• [Document]

_ _ _ _ _ _ _

# Rear suspension sags, especially with ppl in it



## abrown250 (Apr 25, 2007)

I've got an 02 altima 2.5s and ive noticed that the rear suspension is too soft. it sags noticably by itself, and even more when i have people in the back. if i go over a decent hump with people in it the car dips all the way until the axle hits the bottom of the car (or whatever it's hitting). also, im in need of new shock absorbers, but i'm thinking that doesnt have anything to do with the sagging.
what exactly is the problem and what do i need to do in order to prevent the sagging and the bottoming out?


----------



## acriml01 (May 12, 2004)

Actually, it could have a LOT to do with your shock absorbers, especially if they're blown. When your shock absorbers go, your basically just riding on the spring.


----------



## abrown250 (Apr 25, 2007)

^ right, but the spring is what is actually holding the weight, regardless of the condition of the shock absorbers. The shock absorbers keep the car from bouncing too much. my issue is how the rear end sags, especially when carrying a load.

_ _ _ _ _ _ _

• [Given instruction A]
Transcribe the suspension thread word for word, starting at "what exactly is" and ending at "on the spring.".
• [Given instruction B]
Write the next part of the suspension thread, picking up right after its last line.
The records that come after this have no connection to the suspension thread.

_ _ _ _ _ _ _

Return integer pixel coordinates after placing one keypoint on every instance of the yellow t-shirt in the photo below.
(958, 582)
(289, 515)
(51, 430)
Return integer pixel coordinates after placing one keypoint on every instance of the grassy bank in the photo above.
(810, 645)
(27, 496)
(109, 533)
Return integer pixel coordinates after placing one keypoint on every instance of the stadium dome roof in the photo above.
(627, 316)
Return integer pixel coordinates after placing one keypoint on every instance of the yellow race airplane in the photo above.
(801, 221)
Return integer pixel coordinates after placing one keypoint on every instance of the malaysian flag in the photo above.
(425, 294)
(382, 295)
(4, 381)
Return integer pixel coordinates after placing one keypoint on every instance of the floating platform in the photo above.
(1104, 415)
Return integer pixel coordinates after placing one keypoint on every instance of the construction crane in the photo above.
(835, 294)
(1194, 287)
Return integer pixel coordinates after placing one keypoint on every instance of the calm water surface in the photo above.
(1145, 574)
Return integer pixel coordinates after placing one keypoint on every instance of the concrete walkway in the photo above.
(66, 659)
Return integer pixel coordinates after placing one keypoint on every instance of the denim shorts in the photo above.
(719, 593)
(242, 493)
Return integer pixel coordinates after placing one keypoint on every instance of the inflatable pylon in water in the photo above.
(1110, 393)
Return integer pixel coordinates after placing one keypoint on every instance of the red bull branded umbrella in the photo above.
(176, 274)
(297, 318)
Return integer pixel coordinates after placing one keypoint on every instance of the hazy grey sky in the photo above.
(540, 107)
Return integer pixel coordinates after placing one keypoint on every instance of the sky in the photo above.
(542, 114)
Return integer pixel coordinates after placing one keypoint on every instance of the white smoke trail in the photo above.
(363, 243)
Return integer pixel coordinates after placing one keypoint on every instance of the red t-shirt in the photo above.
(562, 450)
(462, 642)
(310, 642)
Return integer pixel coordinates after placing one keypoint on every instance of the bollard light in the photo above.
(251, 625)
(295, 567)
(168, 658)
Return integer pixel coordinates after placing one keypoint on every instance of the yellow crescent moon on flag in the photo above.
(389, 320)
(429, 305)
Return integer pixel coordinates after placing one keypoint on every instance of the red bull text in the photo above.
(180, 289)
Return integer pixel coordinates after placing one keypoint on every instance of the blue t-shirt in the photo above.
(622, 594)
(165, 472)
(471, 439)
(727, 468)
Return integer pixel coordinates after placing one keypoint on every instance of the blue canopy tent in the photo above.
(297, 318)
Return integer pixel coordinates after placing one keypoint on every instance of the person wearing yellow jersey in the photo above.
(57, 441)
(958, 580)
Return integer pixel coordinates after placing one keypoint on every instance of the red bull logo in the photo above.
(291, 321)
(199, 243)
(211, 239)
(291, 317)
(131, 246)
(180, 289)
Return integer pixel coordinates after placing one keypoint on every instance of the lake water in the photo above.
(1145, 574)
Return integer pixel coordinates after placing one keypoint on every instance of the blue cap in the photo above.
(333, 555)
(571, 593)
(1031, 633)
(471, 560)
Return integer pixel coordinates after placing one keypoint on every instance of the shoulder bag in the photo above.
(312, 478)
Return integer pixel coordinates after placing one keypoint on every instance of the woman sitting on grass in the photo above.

_ _ _ _ _ _ _

• [Task response A]
what exactly is the problem and what do i need to do in order to prevent the sagging and the bottoming out?


----------



## acriml01 (May 12, 2004)

Actually, it could have a LOT to do with your shock absorbers, especially if they're blown. When your shock absorbers go, your basically just riding on the spring.

• [Task response B]
----------



## abrown250 (Apr 25, 2007)

but thats not to say the absorbers dont contribute to preventing the car from bottoming out, but do they help the rear end maintain the appropriate right height?


----------



## acriml01 (May 12, 2004)

I'm going by what happened to a friend of mine. Her rear end was sagging (no pun intended), and she found out that both the shock absorbers had zero pressure because of cracks. Still not sure how it happened, but the point is that this is ONE of the possible causes, especially since you mentioned that you bottom out when going over bumps.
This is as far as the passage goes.